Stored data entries
=-=-=-=-=

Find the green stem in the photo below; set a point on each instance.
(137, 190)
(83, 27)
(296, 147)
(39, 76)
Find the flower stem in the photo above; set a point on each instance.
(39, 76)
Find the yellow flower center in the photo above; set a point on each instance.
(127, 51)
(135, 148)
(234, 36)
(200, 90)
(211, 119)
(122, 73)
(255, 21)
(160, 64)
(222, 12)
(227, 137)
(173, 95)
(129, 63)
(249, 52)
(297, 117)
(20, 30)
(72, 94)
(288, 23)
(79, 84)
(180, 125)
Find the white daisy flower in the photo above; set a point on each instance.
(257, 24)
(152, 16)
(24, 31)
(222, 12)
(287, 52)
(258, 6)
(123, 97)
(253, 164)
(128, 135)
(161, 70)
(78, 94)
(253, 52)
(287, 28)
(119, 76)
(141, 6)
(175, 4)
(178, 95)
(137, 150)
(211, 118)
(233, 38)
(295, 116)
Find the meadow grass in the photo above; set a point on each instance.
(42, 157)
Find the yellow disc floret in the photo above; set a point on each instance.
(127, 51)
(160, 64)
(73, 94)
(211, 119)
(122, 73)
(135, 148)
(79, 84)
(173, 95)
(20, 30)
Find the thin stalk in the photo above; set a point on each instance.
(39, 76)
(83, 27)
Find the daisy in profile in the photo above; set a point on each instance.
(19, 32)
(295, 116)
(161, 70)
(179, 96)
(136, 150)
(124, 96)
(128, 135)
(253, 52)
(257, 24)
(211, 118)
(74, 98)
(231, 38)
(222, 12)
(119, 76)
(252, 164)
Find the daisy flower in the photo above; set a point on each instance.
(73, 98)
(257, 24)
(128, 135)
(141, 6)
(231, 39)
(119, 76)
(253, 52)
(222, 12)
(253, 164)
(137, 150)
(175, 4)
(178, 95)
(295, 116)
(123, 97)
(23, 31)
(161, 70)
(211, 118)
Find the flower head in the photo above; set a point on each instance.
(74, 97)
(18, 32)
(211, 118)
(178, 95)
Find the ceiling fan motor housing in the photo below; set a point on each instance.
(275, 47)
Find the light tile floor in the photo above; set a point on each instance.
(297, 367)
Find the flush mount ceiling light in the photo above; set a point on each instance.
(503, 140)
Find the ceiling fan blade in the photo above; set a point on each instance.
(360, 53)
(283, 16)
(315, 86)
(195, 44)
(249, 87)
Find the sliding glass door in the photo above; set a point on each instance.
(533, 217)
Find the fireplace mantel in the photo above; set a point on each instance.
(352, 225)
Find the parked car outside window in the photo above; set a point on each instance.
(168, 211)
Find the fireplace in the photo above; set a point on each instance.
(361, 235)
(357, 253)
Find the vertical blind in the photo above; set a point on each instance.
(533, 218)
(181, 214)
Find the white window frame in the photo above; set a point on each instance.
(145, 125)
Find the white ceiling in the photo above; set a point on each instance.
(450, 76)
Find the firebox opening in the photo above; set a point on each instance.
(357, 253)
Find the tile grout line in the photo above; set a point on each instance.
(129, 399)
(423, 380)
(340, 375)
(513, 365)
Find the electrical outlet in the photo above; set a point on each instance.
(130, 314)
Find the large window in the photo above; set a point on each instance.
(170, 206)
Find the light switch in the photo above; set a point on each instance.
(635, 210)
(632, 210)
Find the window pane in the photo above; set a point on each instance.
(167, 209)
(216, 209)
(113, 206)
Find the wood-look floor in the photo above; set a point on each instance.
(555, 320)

=-=-=-=-=

*EXERCISE DESCRIPTION*. Set down all of the entries exactly, please.

*ANSWER TO THIS PROBLEM*.
Find the green stem in the photo below; set a point on each instance.
(137, 190)
(83, 27)
(296, 147)
(39, 76)
Find the flower stem in the photo above; set a point on each instance.
(39, 76)
Find the yellow flower center in the photo above; set a point on each instance.
(127, 51)
(135, 148)
(234, 36)
(200, 90)
(211, 119)
(122, 73)
(255, 21)
(160, 64)
(222, 12)
(227, 137)
(173, 95)
(129, 63)
(249, 52)
(297, 117)
(20, 30)
(72, 94)
(288, 23)
(79, 84)
(180, 125)
Find the white daisy flower in the photo above; set a point on each instance.
(257, 24)
(152, 16)
(24, 31)
(222, 12)
(287, 52)
(258, 6)
(123, 97)
(253, 164)
(128, 135)
(161, 70)
(78, 94)
(253, 52)
(287, 28)
(119, 76)
(141, 6)
(175, 4)
(178, 95)
(137, 150)
(211, 118)
(233, 38)
(295, 116)
Find the meadow grass in the photo above; set a point on each instance.
(42, 157)
Find the yellow disc floret in the photo above; set a point on each instance.
(127, 51)
(160, 64)
(73, 94)
(211, 119)
(122, 73)
(135, 148)
(79, 84)
(173, 95)
(20, 30)
Find the thin stalk in the photo above; set a point on each instance.
(39, 76)
(83, 27)
Find the daisy in profile in the photo above; set a point on each instance.
(19, 32)
(295, 116)
(161, 70)
(179, 96)
(136, 150)
(124, 96)
(128, 135)
(253, 52)
(257, 24)
(211, 118)
(74, 98)
(231, 38)
(222, 12)
(119, 76)
(252, 164)
Find the daisy flower in the photo above; set a point on each instance.
(73, 98)
(257, 24)
(128, 135)
(141, 6)
(231, 39)
(119, 76)
(253, 52)
(222, 12)
(253, 164)
(137, 150)
(175, 4)
(178, 95)
(295, 116)
(123, 97)
(23, 31)
(161, 70)
(211, 118)
Find the flower head in the photo above; set a point on each instance.
(74, 97)
(18, 32)
(211, 118)
(178, 95)
Find the ceiling fan motor housing in the photo below; set a point on each instance.
(275, 47)
Find the light tile floor in the photo above; set a point on each instance.
(297, 367)
Find the flush mount ceiling light in the photo above; set a point on each instance.
(503, 140)
Find the ceiling fan blade in the photo above; set a point on each instance.
(360, 53)
(283, 16)
(315, 86)
(195, 44)
(249, 87)
Find the sliding glass door in the photo above; set a point on each instance.
(533, 217)
Find the fireplace mantel in the photo above; set a point on each instance.
(352, 225)
Find the parked car outside window in the photo above; set a point on each instance.
(168, 211)
Find the fireplace in the photo above; set a point on each instance.
(361, 235)
(357, 253)
Find the vertical blind in the photo above; set a point on each instance.
(533, 218)
(181, 214)
Find the white window frame in the photo above; set a point on each instance.
(145, 125)
Find the white ceiling in the photo above; set a point on each instance.
(450, 76)
Find the firebox opening in the photo above; set a point on each instance.
(357, 253)
Find the tile grout line in the photo above; set a point on each instance.
(129, 399)
(423, 380)
(340, 375)
(513, 365)
Find the electrical outlet in the photo above; set a point on each instance.
(130, 314)
Find the large window in the photo above; set a point on each instance.
(170, 206)
Find the light switch in the photo above; set a point on each instance.
(635, 210)
(632, 210)
Find the window pane in the photo above; set a point on each instance.
(167, 209)
(216, 209)
(113, 206)
Find the wood-look floor in the photo above; set a point on each instance.
(555, 320)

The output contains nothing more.